_Exercise instructions_
Reproduce the listing below in full, substituting "one point per instance" for "one dot per instance" wherever it occurs and leaving every other character unchanged. Omit the pictures from your answer.

_Dataset content_
☆ ☆ ☆ ☆

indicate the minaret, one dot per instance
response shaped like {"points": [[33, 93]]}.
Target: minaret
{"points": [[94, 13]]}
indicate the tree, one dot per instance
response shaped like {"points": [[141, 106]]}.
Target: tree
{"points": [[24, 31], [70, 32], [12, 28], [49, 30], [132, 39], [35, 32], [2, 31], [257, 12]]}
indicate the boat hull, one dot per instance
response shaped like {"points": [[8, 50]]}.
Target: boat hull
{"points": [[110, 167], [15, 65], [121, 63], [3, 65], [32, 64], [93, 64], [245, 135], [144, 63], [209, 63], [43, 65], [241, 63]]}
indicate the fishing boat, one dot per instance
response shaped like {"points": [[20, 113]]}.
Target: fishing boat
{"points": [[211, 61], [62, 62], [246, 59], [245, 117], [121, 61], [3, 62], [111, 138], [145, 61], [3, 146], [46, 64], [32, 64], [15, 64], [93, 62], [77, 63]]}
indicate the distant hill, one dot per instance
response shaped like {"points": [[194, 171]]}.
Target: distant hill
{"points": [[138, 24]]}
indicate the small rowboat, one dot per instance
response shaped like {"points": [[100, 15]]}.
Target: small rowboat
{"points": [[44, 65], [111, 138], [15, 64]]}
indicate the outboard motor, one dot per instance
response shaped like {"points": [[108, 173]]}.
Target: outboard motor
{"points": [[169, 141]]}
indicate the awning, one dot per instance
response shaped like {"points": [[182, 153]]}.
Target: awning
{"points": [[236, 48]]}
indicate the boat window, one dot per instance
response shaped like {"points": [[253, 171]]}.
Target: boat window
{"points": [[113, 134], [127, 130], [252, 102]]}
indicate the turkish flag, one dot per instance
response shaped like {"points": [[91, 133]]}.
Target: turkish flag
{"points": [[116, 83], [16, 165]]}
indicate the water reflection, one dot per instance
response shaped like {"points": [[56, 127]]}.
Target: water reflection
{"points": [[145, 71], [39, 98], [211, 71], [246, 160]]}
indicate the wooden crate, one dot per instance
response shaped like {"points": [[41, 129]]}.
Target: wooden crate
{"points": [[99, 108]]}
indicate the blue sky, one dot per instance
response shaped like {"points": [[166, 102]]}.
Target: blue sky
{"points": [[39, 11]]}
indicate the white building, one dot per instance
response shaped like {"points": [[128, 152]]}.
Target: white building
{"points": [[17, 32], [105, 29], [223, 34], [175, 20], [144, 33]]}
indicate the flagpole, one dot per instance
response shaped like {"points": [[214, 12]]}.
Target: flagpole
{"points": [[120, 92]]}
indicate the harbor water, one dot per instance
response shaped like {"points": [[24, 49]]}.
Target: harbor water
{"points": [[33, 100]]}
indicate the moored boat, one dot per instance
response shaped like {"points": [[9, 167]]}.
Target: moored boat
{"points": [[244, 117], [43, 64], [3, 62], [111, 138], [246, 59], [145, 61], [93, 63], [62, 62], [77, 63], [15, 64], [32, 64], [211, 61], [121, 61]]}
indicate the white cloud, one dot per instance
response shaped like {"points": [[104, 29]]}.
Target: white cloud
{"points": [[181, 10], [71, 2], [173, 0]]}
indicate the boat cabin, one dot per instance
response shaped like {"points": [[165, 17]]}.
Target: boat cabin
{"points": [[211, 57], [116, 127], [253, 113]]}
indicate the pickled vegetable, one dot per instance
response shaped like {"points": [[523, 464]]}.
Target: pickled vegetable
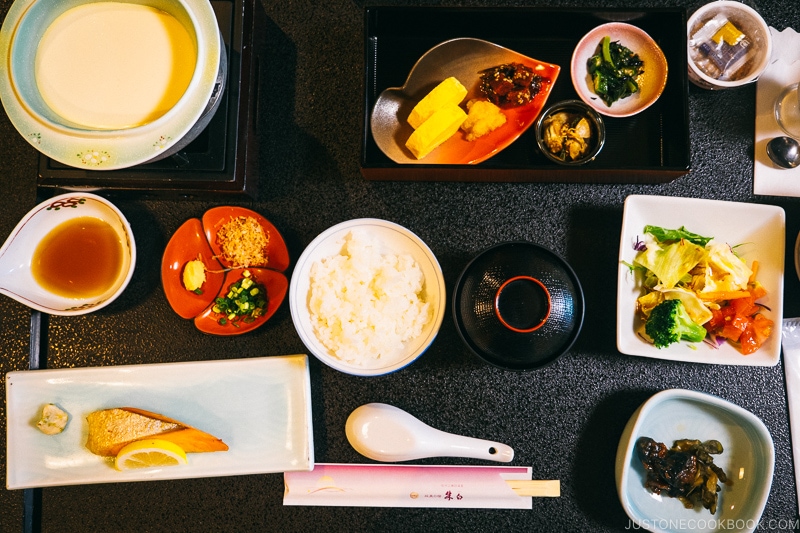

☆ ☆ ☆ ☆

_Task output_
indicate the minaret, one point per instance
response shaped like {"points": [[33, 93]]}.
Target: minaret
{"points": [[94, 13]]}
indicate the tree, one point per instance
response shaped like {"points": [[141, 106]]}.
Target: tree
{"points": [[24, 31], [70, 32], [12, 28], [49, 30], [132, 39], [35, 32], [2, 31], [257, 12]]}
indicate the boat hull, one point per instance
response shaped like {"points": [[8, 50]]}.
Target: boat hull
{"points": [[110, 167], [15, 65], [121, 63], [3, 65], [32, 64], [93, 64], [245, 135], [144, 63], [209, 63], [43, 65], [241, 63]]}
indicate the fishing boat, one point per instance
response shaped like {"points": [[20, 113]]}.
Target: fishing boat
{"points": [[211, 61], [62, 62], [246, 59], [245, 117], [121, 61], [3, 62], [111, 138], [145, 61], [3, 146], [46, 64], [32, 64], [15, 64], [93, 62], [77, 63]]}
indicate the distant hill, one point per instance
response shaped like {"points": [[194, 171]]}.
Target: distant hill
{"points": [[138, 24]]}
indicate the small rowboat, one point per instance
response shaped like {"points": [[100, 15]]}.
Target: small rowboat
{"points": [[44, 65], [111, 138], [15, 64]]}
indicate the outboard motor, one point per instance
response shaped like {"points": [[108, 173]]}.
Target: outboard motor
{"points": [[169, 141]]}
indicate the awning, one point per instance
response shaped like {"points": [[182, 153]]}.
Target: awning
{"points": [[236, 48]]}
indicate the boat window, one point per instance
response shaped like {"points": [[253, 171]]}.
Target: boat window
{"points": [[113, 134], [127, 130], [252, 102]]}
indicate the turkish flag, one point per instance
response shaped like {"points": [[91, 133]]}.
Target: turkish flag
{"points": [[116, 83], [16, 165]]}
indicate the water reflection, one point per instance
response shaped like {"points": [[56, 127]]}.
Target: water reflection
{"points": [[145, 71], [39, 98], [211, 71], [246, 160]]}
indicate the wooden crate, one point per instance
response shaped like {"points": [[41, 129]]}.
Target: wooden crate
{"points": [[99, 108]]}
indicate the blue sky, one point per instance
response shaped like {"points": [[166, 102]]}.
Target: blue sky
{"points": [[39, 11]]}
indicate the white building, one point per instance
response shaped like {"points": [[128, 152]]}.
Target: white building
{"points": [[17, 32], [105, 29], [223, 34], [175, 20], [144, 33]]}
indicate the flagpole, one point per instance
response shaped like {"points": [[214, 12]]}.
Target: flagpole
{"points": [[120, 92]]}
indicate the harbor water, one point per instance
response shaped like {"points": [[24, 49]]}.
Target: harbor water
{"points": [[33, 100]]}
indicate the moored boat, one point per instance
response shaped like {"points": [[9, 167]]}.
Target: moored boat
{"points": [[244, 117], [43, 64], [3, 62], [111, 138], [246, 59], [145, 61], [93, 63], [62, 62], [77, 63], [15, 64], [32, 64], [211, 61], [121, 61]]}
indicate the white cloud, one point per instance
response shaped like {"points": [[104, 29]]}.
Target: white cloud
{"points": [[181, 10], [71, 2], [173, 0]]}
indicate the boat cabin, one point per instance
response shaped like {"points": [[165, 17]]}.
Target: boat cabin
{"points": [[211, 57], [116, 127], [253, 113]]}
indicate the pickled vegetable, one point per instance
response shaped like {"points": [[523, 464]]}.
Target: pickled vegetable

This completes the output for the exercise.